Europa delle Patrie per una Patria europea di Paolo Sardos Albertini

1. Eurofideisti

Siamo abituati a sentir parlare di “euroscettici”, categoria ripetutamente bollata dai politici e dai mezzi di comunicazione (curiosamente sembrerebbe che, nei confronti dell’Europa, il massimo concesso sia lo scetticismo, mai e poi mai la contrarietà); esiste però anche la categoria degli “eurofideisti”, coloro cioè che, nel rapportarsi all’Europa, fondano le proprie convinzioni piuttosto che sulla nuda realtà dei fatti, su quella maggiormente entusiasmante del proprio personale atto di fede, sul loro credere in un futuro certo e radioso del progetto europeo.

Per costoro la Costituzione europea doveva essere l’importante coronamento di quel processo estremamente rilevante che già si era realizzato negli scorsi decenni, la tappa finale verso il definitivo balzo in avanti, cioè verso la nascita degli Stati Uniti d’Europa.

• Consegna
Restituisci dal testo dato il passo compreso tra «Siamo abituati a» e «Stati Uniti d’Europa.», estremi inclusi.

• Dati forniti

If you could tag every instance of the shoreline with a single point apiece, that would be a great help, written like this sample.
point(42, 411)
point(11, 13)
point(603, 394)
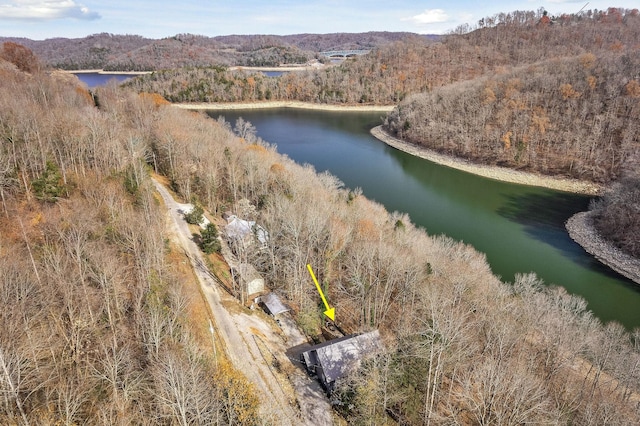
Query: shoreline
point(492, 172)
point(581, 230)
point(99, 71)
point(281, 104)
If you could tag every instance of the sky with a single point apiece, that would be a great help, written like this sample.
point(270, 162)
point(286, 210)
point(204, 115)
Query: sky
point(42, 19)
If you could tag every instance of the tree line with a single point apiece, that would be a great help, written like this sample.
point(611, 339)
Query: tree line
point(115, 52)
point(97, 323)
point(83, 226)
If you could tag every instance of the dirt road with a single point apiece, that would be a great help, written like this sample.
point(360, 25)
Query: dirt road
point(253, 344)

• Risposta alla consegna
Siamo abituati a sentir parlare di “euroscettici”, categoria ripetutamente bollata dai politici e dai mezzi di comunicazione (curiosamente sembrerebbe che, nei confronti dell’Europa, il massimo concesso sia lo scetticismo, mai e poi mai la contrarietà); esiste però anche la categoria degli “eurofideisti”, coloro cioè che, nel rapportarsi all’Europa, fondano le proprie convinzioni piuttosto che sulla nuda realtà dei fatti, su quella maggiormente entusiasmante del proprio personale atto di fede, sul loro credere in un futuro certo e radioso del progetto europeo.

Per costoro la Costituzione europea doveva essere l’importante coronamento di quel processo estremamente rilevante che già si era realizzato negli scorsi decenni, la tappa finale verso il definitivo balzo in avanti, cioè verso la nascita degli Stati Uniti d’Europa.